EXERCISE OBJECTIVE — Write the material out again, line by line, exactly as it is.

RECORDS TO PROCESS —
■ ■ ■ ■ ■ ■ ■
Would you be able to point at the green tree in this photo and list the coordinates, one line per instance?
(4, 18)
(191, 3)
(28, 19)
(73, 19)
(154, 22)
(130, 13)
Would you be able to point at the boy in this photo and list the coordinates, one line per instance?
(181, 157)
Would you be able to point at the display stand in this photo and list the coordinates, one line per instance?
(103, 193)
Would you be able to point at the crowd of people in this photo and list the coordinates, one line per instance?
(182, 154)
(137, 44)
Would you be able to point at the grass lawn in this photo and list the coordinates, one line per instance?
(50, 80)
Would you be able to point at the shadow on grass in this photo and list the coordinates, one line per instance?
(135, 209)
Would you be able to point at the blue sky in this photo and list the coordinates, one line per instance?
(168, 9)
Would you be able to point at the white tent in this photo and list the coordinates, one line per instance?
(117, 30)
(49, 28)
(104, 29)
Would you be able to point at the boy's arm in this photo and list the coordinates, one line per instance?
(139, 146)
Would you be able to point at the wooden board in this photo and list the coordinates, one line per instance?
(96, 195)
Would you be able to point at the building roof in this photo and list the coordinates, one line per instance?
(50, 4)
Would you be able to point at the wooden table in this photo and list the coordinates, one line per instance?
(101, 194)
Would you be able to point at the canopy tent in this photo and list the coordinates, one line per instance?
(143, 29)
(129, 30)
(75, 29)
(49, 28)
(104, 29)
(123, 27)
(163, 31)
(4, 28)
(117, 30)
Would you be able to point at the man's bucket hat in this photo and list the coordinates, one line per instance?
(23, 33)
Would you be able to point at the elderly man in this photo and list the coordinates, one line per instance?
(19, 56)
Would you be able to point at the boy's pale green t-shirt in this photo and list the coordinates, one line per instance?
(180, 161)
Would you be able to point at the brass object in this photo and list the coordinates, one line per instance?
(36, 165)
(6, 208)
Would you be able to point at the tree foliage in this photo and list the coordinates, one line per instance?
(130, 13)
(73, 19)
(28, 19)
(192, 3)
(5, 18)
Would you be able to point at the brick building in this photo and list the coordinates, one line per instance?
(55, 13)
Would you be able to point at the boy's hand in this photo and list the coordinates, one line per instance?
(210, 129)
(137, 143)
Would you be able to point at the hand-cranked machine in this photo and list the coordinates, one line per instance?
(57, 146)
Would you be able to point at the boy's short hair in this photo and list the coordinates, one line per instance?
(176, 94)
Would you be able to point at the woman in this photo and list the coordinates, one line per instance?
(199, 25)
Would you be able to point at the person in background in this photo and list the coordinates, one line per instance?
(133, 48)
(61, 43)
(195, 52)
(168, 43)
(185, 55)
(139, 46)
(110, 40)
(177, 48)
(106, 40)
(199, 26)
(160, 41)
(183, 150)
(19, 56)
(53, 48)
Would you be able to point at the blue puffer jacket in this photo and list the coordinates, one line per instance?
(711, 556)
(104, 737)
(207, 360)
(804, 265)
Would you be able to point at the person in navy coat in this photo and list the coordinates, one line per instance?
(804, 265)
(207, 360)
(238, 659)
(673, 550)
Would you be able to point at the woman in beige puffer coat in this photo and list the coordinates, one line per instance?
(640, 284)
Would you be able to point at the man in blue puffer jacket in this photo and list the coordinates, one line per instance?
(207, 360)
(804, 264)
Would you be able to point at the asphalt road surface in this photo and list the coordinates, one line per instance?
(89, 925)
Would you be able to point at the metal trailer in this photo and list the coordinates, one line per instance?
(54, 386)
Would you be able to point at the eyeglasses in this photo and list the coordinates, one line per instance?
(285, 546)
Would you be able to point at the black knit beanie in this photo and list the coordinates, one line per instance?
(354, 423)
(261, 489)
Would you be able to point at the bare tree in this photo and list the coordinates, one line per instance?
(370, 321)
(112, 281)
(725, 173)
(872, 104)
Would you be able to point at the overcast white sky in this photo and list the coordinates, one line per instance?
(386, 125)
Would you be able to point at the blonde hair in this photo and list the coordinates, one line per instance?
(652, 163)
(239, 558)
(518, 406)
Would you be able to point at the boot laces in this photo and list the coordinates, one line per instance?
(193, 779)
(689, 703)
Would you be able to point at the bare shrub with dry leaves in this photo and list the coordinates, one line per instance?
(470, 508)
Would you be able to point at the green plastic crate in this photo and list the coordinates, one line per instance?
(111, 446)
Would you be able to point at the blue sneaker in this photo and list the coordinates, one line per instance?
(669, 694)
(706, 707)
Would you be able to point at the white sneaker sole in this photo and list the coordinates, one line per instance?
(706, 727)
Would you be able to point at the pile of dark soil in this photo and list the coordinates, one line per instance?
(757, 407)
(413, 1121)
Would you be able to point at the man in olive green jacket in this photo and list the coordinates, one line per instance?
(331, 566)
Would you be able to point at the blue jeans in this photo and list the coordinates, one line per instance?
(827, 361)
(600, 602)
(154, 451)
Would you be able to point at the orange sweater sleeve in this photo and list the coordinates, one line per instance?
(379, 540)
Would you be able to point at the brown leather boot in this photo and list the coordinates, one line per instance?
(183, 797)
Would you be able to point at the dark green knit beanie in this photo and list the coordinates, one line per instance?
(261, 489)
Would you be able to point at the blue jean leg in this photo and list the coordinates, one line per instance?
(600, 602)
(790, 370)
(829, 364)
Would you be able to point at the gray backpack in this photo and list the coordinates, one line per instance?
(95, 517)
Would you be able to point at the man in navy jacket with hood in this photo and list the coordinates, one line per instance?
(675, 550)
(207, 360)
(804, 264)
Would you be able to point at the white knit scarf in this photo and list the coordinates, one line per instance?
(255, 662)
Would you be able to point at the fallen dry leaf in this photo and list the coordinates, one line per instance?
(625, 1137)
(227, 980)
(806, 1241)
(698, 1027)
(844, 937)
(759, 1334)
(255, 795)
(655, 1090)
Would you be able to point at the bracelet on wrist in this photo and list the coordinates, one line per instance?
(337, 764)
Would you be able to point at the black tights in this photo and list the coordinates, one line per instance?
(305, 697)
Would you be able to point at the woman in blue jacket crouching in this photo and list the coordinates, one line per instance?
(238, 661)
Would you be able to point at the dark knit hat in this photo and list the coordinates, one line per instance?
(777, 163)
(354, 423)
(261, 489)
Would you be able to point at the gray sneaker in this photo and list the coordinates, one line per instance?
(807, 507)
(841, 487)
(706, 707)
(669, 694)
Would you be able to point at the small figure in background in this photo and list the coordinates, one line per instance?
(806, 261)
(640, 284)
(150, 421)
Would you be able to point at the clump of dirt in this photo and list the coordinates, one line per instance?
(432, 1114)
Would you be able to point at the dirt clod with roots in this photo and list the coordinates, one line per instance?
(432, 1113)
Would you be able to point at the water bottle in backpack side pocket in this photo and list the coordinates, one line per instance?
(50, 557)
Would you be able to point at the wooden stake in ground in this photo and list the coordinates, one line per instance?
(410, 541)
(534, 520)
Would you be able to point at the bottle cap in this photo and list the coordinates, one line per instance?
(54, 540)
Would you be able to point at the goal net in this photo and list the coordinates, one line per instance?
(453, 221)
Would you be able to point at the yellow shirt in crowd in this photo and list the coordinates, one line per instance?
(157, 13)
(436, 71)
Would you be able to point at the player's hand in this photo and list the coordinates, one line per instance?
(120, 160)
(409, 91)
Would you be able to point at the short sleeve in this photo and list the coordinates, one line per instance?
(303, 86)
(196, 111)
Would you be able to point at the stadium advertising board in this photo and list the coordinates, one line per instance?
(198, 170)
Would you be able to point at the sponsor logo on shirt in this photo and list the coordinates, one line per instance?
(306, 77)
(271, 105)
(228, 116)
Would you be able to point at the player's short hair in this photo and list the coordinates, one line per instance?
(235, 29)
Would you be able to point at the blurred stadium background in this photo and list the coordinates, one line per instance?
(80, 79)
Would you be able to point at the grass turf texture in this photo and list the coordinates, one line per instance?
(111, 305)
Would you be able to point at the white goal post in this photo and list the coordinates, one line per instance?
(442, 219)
■ ■ ■ ■ ■ ■ ■
FULL OUTPUT —
Would you be able to point at the green tree in this photo and list the coordinates, one line per instance?
(4, 18)
(191, 3)
(28, 19)
(73, 19)
(154, 22)
(130, 13)
Would you be able to point at the boy in this photo and list the coordinates, one line per instance?
(181, 157)
Would you be able to point at the display stand in this photo and list the coordinates, one line per instance?
(103, 193)
Would you be able to point at the crowd of people in this photo and list the coordinates, one line per instance?
(182, 154)
(137, 44)
Would you be able to point at the grass lawn in this photo and list the coordinates, one line per instance?
(50, 80)
Would you be able to point at the shadow on grass in this photo and list the coordinates, one line per instance?
(135, 209)
Would you be able to point at the blue sky in this photo and list the coordinates, one line per instance?
(168, 9)
Would you be able to point at the white tent in this photo and list the coordinates, one line per instance?
(117, 30)
(49, 28)
(104, 29)
Would you be able to point at the boy's arm in this photo and list the coordinates, one line per instance?
(139, 146)
Would you be able to point at the wooden board in this photo and list the coordinates, one line per instance?
(96, 195)
Would you be able to point at the building roof in this photo and list the coordinates, one line per instance?
(50, 4)
Would you be able to point at the wooden table in this photo and list the coordinates, one line per instance?
(101, 194)
Would you be able to point at the canopy tent in this photo and list the coordinates, one line per instance?
(143, 29)
(129, 30)
(75, 29)
(49, 28)
(104, 29)
(123, 27)
(163, 31)
(4, 28)
(117, 30)
Would you be able to point at the man's bucket hat in this photo and list the coordinates, one line per instance?
(23, 33)
Would you be able to point at the elderly man in this photo and list the coordinates, one line per instance?
(19, 56)
Would you be able to point at the boy's pale green t-shirt in this photo and list the coordinates, one line per instance?
(180, 161)
Would you be able to point at the brass object in this photo and list the coordinates, one line per instance?
(36, 165)
(6, 208)
Would you be able to point at the tree foliage in this photo and list the coordinates, one line per instance?
(130, 13)
(73, 19)
(28, 19)
(192, 3)
(5, 18)
Would you be able to point at the brick building in this photo and list the coordinates, one line per instance?
(55, 13)
Would you be able to point at the boy's hand in this photo and list the coordinates, one line per instance?
(210, 129)
(137, 143)
Would you be able to point at the hand-cranked machine in this photo and list the coordinates, one line per instance?
(57, 146)
Would you be able to point at the boy's short hair in this photo and list the coordinates, one line per instance?
(176, 94)
Would you be able to point at the woman in this photo and list the coordinates, one line per instance?
(199, 25)
Would you be able to point at the person in background in this photo and list the coordinates, one line per instance?
(133, 48)
(61, 43)
(195, 52)
(168, 43)
(185, 55)
(139, 46)
(110, 40)
(177, 48)
(106, 40)
(199, 26)
(160, 41)
(183, 150)
(19, 56)
(53, 48)
Would you be able to point at the blue puffer jacket in this photo and list the coordinates, one line per instance?
(711, 556)
(104, 737)
(207, 360)
(804, 265)
Would you be able to point at the person in navy coat in this photo and list the coordinates, one line per instance?
(804, 265)
(207, 360)
(238, 659)
(673, 550)
Would you be able to point at the woman in beige puffer coat in this photo and list the coordinates, one line per instance?
(640, 284)
Would you be able to point at the man in blue puffer jacket in this photo and list the coordinates, one line per instance?
(207, 360)
(804, 264)
Would you be able to point at the asphalt road surface in this photo and list the coordinates, one line per instance?
(89, 925)
Would you be able to point at the metal trailer in this photo and list the coordinates, one line per instance?
(54, 386)
Would you be able to point at the eyeglasses in this photo and list the coordinates, one line per instance?
(285, 546)
Would you be able to point at the black knit beanie in this photo and list the coordinates, one line per instance?
(354, 423)
(261, 489)
Would you be able to point at the bare tree in this photo and list the coordinates, one line per instance?
(370, 321)
(112, 281)
(725, 173)
(872, 104)
Would you be able to point at the overcast white sky in this photo and list the coordinates, one line per instance?
(386, 125)
Would you be able to point at the blonde hair in this photo and list the coordinates, one line per instance?
(652, 163)
(239, 558)
(518, 406)
Would you be able to point at the boot laces in this photo and list the coordinates, one line per instance?
(193, 779)
(689, 703)
Would you be able to point at the bare shrub with dry leaves in this photo and list the coordinates, one line per instance?
(470, 508)
Would you be able to point at the green plastic crate in this photo and list the coordinates, one line per instance?
(111, 446)
Would you be able to point at the blue sneaker in this photo and list the coordinates, one line per instance?
(669, 694)
(706, 707)
Would you be able to point at the white sneaker sole in this photo and list the coordinates, one line per instance?
(706, 727)
Would you be able to point at the pile of dark soil in this photo and list the coordinates, one line per instance?
(757, 407)
(413, 1121)
Would you be able to point at the man in olive green jacket in this photo and list the coordinates, one line per instance?
(331, 566)
Would you be able to point at the blue jeans in this photo and list the coordinates, one line per instance?
(827, 361)
(600, 602)
(154, 451)
Would you be able to point at the orange sweater sleeve in this photo and list the coordinates, one line per instance?
(379, 540)
Would you be able to point at the brown leather boot in this photo and list the coordinates, one line per instance?
(183, 797)
Would you be able to point at the dark green knit beanie in this photo and list the coordinates, one line per instance?
(261, 489)
Would you be able to point at the blue jean leg in this photo and list the coordinates, one line per instance?
(600, 602)
(790, 370)
(829, 364)
Would you be able to point at the gray backpack in this photo and list the coordinates, one line per instance?
(95, 517)
Would you be able to point at the man in navy jacket with hood in this photo and list the coordinates, one line per instance?
(675, 550)
(207, 360)
(804, 264)
Would you be able to point at the white knit scarf in this photo and list the coordinates, one line per instance?
(255, 662)
Would you be able to point at the fallen dry leaf in this photo and list the coordinates, one line per instance?
(625, 1137)
(227, 980)
(806, 1241)
(698, 1027)
(844, 937)
(759, 1334)
(255, 795)
(655, 1090)
Would you be able to point at the bracelet on wrist in this photo and list the coordinates, one line per instance?
(337, 764)
Would you be able to point at the black tights in this photo and list the coordinates, one line per instance?
(305, 697)
Would you be able to point at the woman in blue jacket crouching in this photo and list the coordinates, one line per instance?
(238, 661)
Would you be able to point at the dark knit hat in this photo and list the coordinates, one line per instance?
(777, 163)
(354, 423)
(261, 489)
Would you be able to point at the gray sneaker in this photo and list the coordinates, one line per instance?
(807, 507)
(841, 487)
(706, 707)
(669, 694)
Would you be able to point at the small figure in background in this photo and list the coordinates, one line per instance?
(806, 261)
(640, 284)
(150, 421)
Would you be able to point at the clump of dirt in this photo and list the coordinates, one line per instance?
(432, 1114)
Would you be able to point at the dirt clod with roots in this photo and list the coordinates, one line per instance?
(432, 1113)
Would you be able to point at the water bottle in backpack side pocket in this photo and list the coordinates, one line per instance?
(50, 557)
Would you be able to point at the wooden stake in ground in this photo and list the coordinates, one line per instance?
(410, 541)
(534, 520)
Would you be able to point at the bottle cap in this photo and list the coordinates, one line per instance?
(54, 540)
Would you be able to point at the goal net in this photo and list the coordinates, one line per instance?
(453, 221)
Would you be able to point at the yellow shirt in crowd in this photo and list the coordinates, one line per instance?
(157, 13)
(436, 71)
Would you be able to point at the player's hand in this photo and list the coordinates, one line per instance?
(120, 160)
(409, 91)
Would you be able to point at the short sleeve in this photo and list the coordinates, one line per instance?
(303, 86)
(196, 111)
Would you be able to point at the stadium advertising board in this photo and list the coordinates, one line per instance?
(198, 170)
Would you be able to point at the sponsor logo on shirt in this photo and list the coordinates, one line per instance?
(306, 77)
(271, 105)
(228, 116)
Would you be able to point at the player's short hair in this photo and list the coordinates, one line per instance?
(235, 29)
Would you be able to point at the blurred stadium background in this photo and list the coordinates, one line per instance?
(80, 79)
Would you be able to point at the grass turf texture in this photo and list the coordinates, one line per instance?
(111, 305)
Would you be able to point at the white goal post in this photo and list the coordinates, one line per instance?
(442, 219)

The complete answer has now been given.